*** EXTRACT PROVIDED Section Begins ***

Verification and Synthesis of Algebraic Models – VeSyAM

Two celebrated results in the theory of automata and formal languages are the existence of polynomial-time algorithms for detecting equality of compressed strings and Angluin's procedure for learning deterministic automata with membership and equivalence queries. By now, these two classical results have a multitude of applications, ranging from data compression to automated verification. However two fundamental and closely related questions remain stubbornly open, namely whether compressed-string equality admits fast parallel algorithms (that is, whether the problem lies in the complexity class NC) and whether finite-state string-to-string transducers can be learned with polynomial query complexity.

*** EXTRACT PROVIDED Section Ends ***
*** INPUT DATA Section Begins ***

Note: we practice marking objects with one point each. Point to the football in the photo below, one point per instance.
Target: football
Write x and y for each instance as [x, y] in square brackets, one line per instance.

*** INPUT DATA Section Ends ***

**QUESTIONS:**
1) Decide whether each statement agrees with the VeSyAM text, answering yes or no and quoting the words of the text that settle it. (a) Angluin's procedure learns deterministic automata using membership and equivalence queries. (b) Compressed-string equality has been shown to lie in the complexity class NC. (c) Data compression is one of the applications named for the two classical results.
2) Carry on the VeSyAM text on compressed strings and automata learning, starting after its final sentence.

**ANSWER SET:**
1)
(a) Yes: "Angluin's procedure for learning deterministic automata with membership and equivalence queries."
(b) No: "two fundamental and closely related questions remain stubbornly open, namely whether compressed-string equality admits fast parallel algorithms (that is, whether the problem lies in the complexity class NC)."
(c) Yes: "ranging from data compression to automated verification."

2)
In this proposal we take a novel approach to the above two open problems, using algebra and number theory. Specifically, we translate the problem of testing equality of compressed strings into a particular variant of circuit identity testing in the ring of cyclotomic integers, while we model string transducers as certain types of polynomial register machines. Our approach is partly inspired by recent breakthroughs in automata theory that have been achieved using algebraic techniques (such as the result of Seidl, Maneth, and Kemper, showing decidability of equivalence of deterministic top-down tree-to-string transducers). Solutions to these problems will significantly enhance the toolkit of those developing algorithms for manipulating compressed strings (e.g., in genome data bases and XML processing) as well as those working in program analysis. Our work program represents an ambitious extension of recent research of the principal investigator and her collaborators. The methodology involves a wide range of techniques, ranging from automata theory on the one hand to algebraic number theory and algebraic geometry on the other hand.